(Data entries)
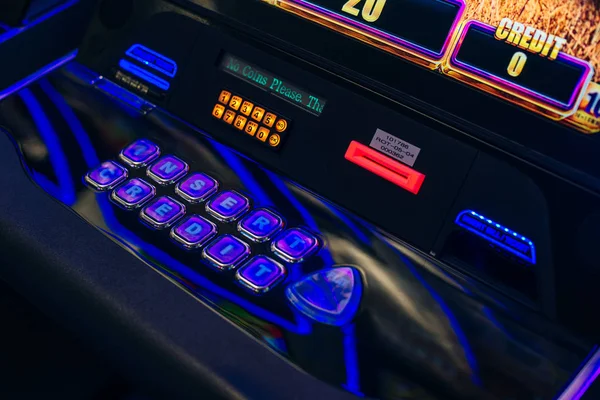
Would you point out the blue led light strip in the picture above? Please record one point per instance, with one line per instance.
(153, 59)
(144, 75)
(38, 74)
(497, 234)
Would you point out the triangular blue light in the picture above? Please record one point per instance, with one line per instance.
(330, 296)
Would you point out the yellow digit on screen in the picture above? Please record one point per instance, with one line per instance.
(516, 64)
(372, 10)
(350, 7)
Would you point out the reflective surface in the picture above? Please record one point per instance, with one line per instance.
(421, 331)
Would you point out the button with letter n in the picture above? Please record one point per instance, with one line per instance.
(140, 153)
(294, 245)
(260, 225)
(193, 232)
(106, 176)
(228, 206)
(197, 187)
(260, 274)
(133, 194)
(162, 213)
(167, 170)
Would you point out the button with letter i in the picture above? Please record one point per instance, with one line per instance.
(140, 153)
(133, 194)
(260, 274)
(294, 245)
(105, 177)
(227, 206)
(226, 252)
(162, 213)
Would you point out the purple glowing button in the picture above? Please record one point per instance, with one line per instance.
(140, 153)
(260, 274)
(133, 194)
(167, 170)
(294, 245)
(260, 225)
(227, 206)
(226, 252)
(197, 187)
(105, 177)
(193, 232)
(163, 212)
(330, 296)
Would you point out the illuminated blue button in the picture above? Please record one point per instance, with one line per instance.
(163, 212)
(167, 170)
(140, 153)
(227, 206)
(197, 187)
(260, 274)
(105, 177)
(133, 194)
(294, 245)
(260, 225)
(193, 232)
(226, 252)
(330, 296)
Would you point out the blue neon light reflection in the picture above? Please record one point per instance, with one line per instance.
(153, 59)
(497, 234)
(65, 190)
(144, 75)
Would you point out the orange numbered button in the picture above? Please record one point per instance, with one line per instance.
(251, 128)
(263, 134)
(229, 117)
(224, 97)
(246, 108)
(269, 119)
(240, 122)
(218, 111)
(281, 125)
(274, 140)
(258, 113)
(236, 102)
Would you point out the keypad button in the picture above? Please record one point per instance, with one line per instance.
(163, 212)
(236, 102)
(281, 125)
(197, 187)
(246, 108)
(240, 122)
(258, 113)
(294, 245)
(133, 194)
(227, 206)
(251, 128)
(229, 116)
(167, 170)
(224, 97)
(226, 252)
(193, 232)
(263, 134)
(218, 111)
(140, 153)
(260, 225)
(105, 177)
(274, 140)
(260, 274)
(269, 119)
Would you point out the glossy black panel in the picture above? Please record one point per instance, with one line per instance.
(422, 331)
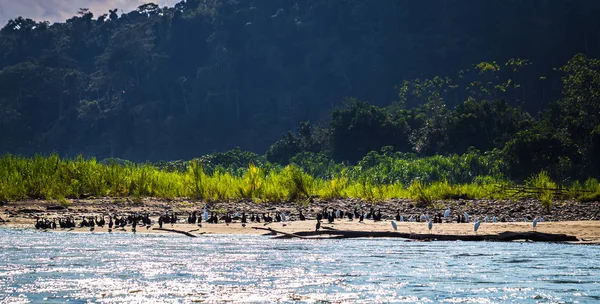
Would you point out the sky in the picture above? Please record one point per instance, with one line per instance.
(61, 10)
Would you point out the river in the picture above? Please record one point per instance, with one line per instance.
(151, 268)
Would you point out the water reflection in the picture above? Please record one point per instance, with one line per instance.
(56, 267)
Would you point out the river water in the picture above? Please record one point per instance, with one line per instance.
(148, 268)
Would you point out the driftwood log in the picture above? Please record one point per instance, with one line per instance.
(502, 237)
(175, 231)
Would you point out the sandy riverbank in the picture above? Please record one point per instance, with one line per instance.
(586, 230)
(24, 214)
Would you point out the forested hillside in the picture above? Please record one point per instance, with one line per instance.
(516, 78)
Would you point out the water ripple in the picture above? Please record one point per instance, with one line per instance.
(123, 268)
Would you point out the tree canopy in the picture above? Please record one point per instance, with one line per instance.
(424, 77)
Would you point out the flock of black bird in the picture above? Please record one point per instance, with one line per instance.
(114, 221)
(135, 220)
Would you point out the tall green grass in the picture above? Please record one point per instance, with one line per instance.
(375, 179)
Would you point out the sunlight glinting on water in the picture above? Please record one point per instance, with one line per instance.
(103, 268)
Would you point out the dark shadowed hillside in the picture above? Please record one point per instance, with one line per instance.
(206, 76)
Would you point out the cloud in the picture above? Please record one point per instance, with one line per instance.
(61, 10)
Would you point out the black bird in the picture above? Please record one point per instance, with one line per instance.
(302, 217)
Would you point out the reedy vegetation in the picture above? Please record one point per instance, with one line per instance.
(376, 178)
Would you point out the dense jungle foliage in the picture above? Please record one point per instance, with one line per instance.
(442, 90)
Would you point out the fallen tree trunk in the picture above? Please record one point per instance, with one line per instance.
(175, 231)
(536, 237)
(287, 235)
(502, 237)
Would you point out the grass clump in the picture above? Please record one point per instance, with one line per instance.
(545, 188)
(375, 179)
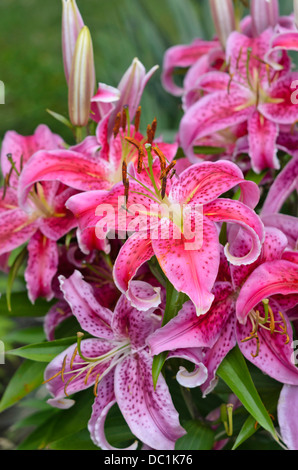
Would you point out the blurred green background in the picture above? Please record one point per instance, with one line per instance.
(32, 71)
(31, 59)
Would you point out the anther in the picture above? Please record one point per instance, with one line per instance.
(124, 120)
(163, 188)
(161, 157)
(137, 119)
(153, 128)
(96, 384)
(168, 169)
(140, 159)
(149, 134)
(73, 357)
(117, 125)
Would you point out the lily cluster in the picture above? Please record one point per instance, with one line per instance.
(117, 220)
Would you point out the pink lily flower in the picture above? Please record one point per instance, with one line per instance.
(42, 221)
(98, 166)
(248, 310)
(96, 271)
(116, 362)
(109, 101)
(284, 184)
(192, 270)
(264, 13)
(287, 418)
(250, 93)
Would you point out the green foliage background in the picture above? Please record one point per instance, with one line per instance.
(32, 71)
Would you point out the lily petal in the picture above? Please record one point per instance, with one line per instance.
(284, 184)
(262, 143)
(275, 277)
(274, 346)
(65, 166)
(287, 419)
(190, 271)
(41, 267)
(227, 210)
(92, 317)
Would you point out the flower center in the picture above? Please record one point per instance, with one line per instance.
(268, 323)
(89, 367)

--

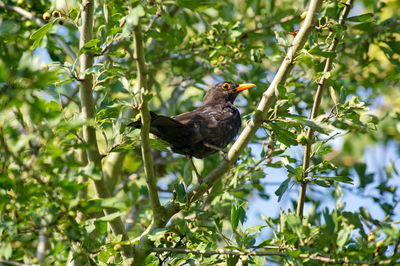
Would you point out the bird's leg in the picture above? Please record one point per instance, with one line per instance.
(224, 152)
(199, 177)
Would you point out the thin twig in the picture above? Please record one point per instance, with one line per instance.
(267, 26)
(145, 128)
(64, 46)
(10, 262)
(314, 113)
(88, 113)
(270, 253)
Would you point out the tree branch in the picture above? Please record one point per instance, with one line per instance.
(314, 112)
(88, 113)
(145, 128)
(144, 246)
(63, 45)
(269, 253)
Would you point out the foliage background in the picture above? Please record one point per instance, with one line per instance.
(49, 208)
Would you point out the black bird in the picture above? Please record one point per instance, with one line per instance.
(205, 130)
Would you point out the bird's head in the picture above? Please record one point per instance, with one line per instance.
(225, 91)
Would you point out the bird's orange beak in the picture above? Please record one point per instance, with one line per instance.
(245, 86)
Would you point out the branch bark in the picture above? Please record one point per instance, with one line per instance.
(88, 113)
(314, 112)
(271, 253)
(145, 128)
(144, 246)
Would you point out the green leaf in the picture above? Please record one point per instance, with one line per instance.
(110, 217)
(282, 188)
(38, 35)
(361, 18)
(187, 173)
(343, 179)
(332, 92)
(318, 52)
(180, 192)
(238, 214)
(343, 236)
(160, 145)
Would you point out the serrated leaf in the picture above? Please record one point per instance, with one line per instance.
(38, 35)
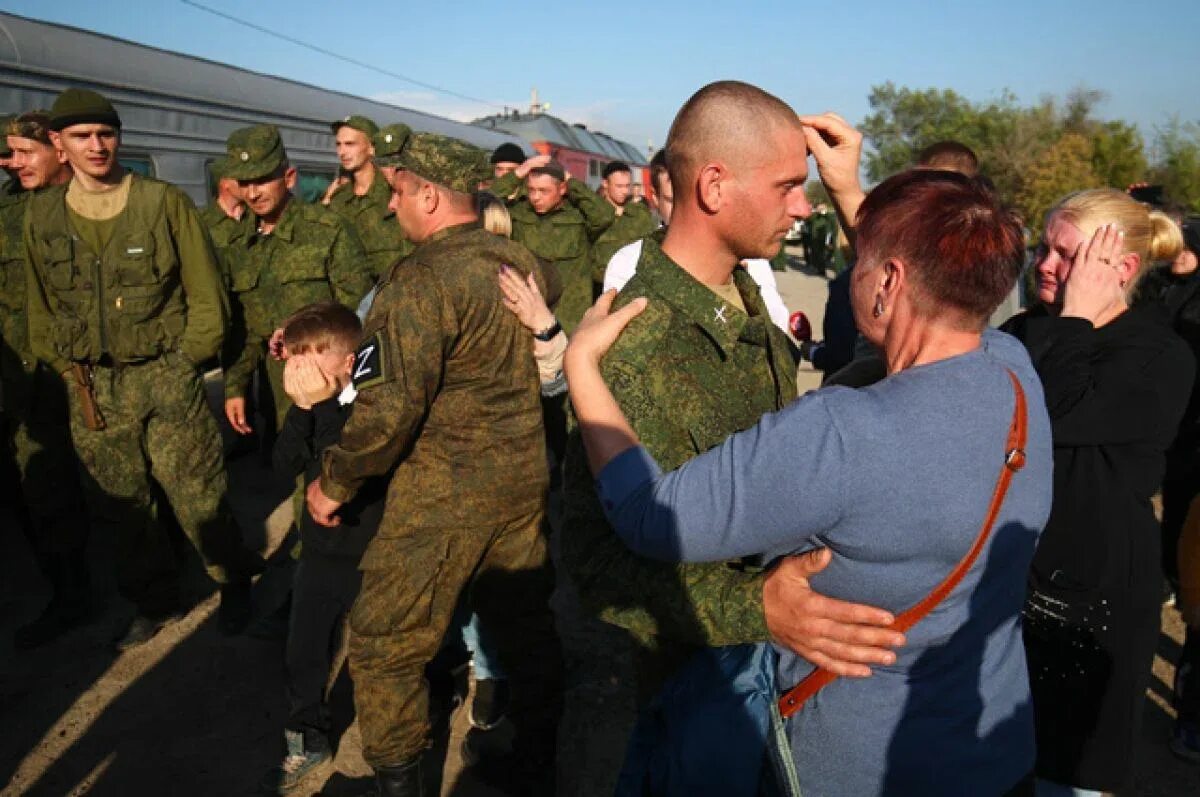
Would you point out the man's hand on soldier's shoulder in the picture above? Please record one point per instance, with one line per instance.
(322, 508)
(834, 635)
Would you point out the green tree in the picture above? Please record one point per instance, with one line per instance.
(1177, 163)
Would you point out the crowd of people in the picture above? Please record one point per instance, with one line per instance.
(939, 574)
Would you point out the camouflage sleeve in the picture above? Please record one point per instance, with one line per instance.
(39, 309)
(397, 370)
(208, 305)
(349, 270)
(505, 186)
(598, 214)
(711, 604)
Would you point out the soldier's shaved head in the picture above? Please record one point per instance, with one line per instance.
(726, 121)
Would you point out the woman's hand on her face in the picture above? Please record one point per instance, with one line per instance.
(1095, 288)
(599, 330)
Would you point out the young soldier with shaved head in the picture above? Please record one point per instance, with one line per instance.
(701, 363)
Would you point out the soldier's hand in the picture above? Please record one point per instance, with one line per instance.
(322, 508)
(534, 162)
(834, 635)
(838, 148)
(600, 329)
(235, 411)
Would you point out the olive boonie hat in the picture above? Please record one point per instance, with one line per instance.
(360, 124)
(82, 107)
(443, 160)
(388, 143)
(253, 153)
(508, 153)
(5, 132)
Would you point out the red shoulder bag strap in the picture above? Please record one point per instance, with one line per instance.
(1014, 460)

The exercise:
Please find every line above that contains the word "head" and copy each one out. Case counts.

Worked answer:
Would you point out the bird's head in the picture above? Please record one point per instance, with one line per instance.
Would you point out the soldier's shaved head in the picture above? Please record one point per instance, with one line per instance.
Would you point out the young soldier with shaved head in the picture above? Please record one point per instance, with one line per instance.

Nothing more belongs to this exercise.